### TASK BRIEF:
Extract each line below that contains the string "gray" and copy it in full. Matching is case-sensitive.

### RECORDS FOR THE EXERCISE:
►

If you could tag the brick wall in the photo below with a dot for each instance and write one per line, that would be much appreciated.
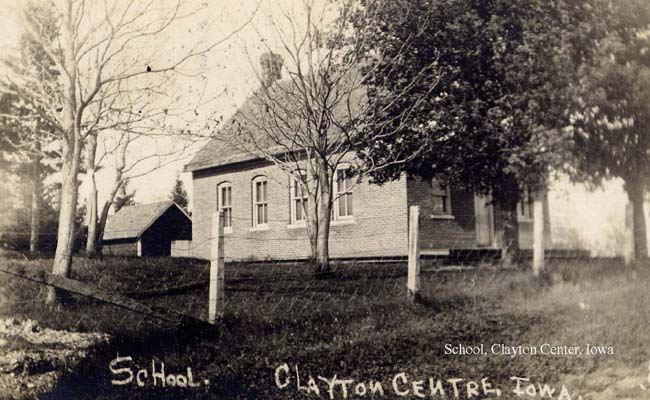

◄
►

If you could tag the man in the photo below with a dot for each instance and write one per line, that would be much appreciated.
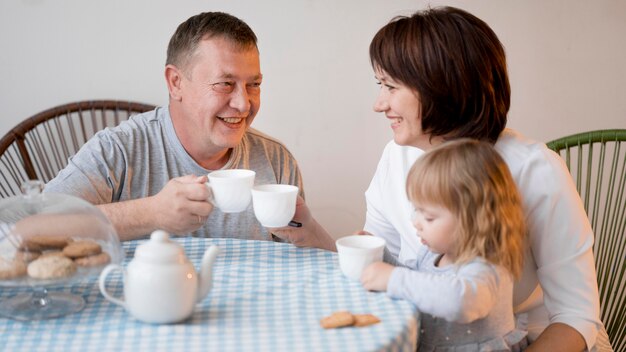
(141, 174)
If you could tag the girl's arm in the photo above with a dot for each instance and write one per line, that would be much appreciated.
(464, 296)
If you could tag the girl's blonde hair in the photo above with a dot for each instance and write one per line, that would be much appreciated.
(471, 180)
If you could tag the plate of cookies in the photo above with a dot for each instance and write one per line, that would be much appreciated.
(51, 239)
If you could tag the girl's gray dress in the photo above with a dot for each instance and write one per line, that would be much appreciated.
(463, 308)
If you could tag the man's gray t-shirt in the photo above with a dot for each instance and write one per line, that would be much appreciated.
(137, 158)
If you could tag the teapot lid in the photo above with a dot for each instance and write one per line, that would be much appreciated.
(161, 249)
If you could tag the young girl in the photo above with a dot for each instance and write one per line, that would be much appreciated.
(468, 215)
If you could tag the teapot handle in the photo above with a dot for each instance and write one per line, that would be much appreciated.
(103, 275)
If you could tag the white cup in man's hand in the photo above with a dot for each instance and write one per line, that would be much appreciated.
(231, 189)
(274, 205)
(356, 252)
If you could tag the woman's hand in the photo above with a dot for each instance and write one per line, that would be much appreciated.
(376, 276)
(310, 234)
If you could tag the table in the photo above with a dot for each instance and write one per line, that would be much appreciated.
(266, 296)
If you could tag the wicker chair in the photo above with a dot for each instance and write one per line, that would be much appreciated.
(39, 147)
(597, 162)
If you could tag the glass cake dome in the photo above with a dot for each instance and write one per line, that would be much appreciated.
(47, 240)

◄
►

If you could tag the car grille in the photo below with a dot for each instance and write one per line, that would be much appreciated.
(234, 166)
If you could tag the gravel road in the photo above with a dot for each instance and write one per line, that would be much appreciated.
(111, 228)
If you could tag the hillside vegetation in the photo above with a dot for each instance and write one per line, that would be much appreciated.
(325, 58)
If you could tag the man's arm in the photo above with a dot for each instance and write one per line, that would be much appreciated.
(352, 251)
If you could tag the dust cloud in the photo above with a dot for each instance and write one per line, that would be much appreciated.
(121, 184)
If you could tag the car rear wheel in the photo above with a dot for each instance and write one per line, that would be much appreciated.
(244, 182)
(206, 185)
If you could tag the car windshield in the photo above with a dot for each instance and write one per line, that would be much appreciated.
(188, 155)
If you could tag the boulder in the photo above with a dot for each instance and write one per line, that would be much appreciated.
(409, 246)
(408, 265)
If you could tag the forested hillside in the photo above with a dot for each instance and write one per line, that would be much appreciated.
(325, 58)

◄

### SOLUTION FOR THIS EXERCISE:
If you could tag the girl's gray dress in the photo above with a dot for each instance and write one per line, that would be much appreciated.
If you could tag the man's gray t-shirt in the photo above with a dot for each instance and write one per line, that would be much appreciated.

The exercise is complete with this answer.